**Instruction:** Give back the line where "Expected: for every instance of the dense" appears and all the lines after it until the listing ends, unchanged and with nothing else.

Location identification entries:
=======

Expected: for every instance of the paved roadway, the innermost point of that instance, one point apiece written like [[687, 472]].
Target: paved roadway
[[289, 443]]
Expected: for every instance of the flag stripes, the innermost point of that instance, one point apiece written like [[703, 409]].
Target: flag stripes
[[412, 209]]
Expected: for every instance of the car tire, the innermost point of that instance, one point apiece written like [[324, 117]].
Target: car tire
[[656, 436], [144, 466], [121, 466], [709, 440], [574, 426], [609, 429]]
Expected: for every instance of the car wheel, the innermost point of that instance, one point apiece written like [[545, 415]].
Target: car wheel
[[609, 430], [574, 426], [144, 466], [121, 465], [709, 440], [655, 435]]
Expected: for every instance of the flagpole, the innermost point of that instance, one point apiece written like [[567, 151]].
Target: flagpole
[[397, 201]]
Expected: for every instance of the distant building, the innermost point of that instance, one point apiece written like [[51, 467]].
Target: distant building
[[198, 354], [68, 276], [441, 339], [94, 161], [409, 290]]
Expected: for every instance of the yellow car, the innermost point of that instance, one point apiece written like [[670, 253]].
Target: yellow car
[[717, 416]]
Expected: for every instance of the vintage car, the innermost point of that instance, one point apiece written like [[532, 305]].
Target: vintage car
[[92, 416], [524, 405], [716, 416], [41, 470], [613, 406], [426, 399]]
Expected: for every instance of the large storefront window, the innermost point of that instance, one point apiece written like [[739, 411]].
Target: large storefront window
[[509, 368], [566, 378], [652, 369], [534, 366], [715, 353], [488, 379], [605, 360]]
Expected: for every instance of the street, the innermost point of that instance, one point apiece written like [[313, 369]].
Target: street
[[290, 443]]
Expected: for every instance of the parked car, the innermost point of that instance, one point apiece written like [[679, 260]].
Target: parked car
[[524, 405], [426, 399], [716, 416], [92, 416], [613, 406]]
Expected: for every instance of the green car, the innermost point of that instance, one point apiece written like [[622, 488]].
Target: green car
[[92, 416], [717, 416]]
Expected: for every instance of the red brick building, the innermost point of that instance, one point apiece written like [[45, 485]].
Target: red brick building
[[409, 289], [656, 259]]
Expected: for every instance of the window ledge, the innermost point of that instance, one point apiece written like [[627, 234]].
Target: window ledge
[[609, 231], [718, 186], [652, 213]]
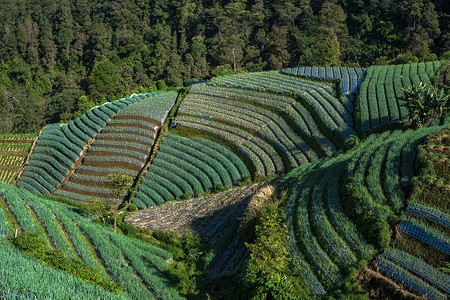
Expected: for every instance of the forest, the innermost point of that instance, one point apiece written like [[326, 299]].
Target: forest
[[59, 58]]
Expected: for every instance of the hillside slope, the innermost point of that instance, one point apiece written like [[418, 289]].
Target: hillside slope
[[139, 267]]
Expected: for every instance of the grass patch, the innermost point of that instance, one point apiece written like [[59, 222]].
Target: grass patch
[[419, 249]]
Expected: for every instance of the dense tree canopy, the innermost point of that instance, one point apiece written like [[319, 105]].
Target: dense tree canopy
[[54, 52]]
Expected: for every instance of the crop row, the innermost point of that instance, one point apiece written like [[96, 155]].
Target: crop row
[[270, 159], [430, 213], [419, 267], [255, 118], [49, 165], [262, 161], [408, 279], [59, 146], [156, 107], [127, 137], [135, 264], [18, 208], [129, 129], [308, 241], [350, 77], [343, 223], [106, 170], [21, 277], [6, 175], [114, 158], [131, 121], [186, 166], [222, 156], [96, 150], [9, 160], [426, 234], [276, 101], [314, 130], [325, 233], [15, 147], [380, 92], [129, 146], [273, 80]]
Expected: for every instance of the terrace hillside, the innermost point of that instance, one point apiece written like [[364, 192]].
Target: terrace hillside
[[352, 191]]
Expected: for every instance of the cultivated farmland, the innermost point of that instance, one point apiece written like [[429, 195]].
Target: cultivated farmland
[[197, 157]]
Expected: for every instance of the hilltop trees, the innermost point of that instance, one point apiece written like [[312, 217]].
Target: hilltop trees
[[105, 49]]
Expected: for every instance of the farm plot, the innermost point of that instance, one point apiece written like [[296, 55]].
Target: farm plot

=======

**Output below:**
Expected: for every instance of the dense tree canopy, the innermost point of that instance, one point apiece written like [[319, 105]].
Target: dense tree canopy
[[54, 52]]
Expected: for every instance of the crop row, the innermost point of that instance, one point apiece written like [[96, 155]].
Target: crop row
[[270, 159], [430, 213], [419, 267], [255, 118], [49, 165], [262, 161], [408, 279], [59, 146], [156, 107], [127, 137], [135, 264], [18, 208], [129, 129], [308, 241], [350, 77], [343, 223], [106, 170], [21, 277], [6, 175], [114, 158], [131, 121], [186, 166], [222, 156], [96, 150], [9, 160], [426, 234], [276, 101], [314, 130], [325, 233], [15, 147], [380, 92], [129, 146], [273, 80]]
Expected: for every instance of the terrace hillside, the innermost point of that instance, one point apiece written like [[364, 192]].
Target: terrace hillside
[[352, 191]]
Expected: for every instance of the cultivated farmland, the innermost point of that instance, one point apiece written like [[429, 195]].
Target: cultivated farmland
[[197, 157]]
Expected: for every instance of the hilltop trees, the innermost point of that instance, one point apiece written like [[312, 217]].
Target: hilltop trees
[[105, 49]]
Expected: for every instance of the farm plot, the innermost point of that instance, one point apiece written like [[296, 55]].
Target: farm plot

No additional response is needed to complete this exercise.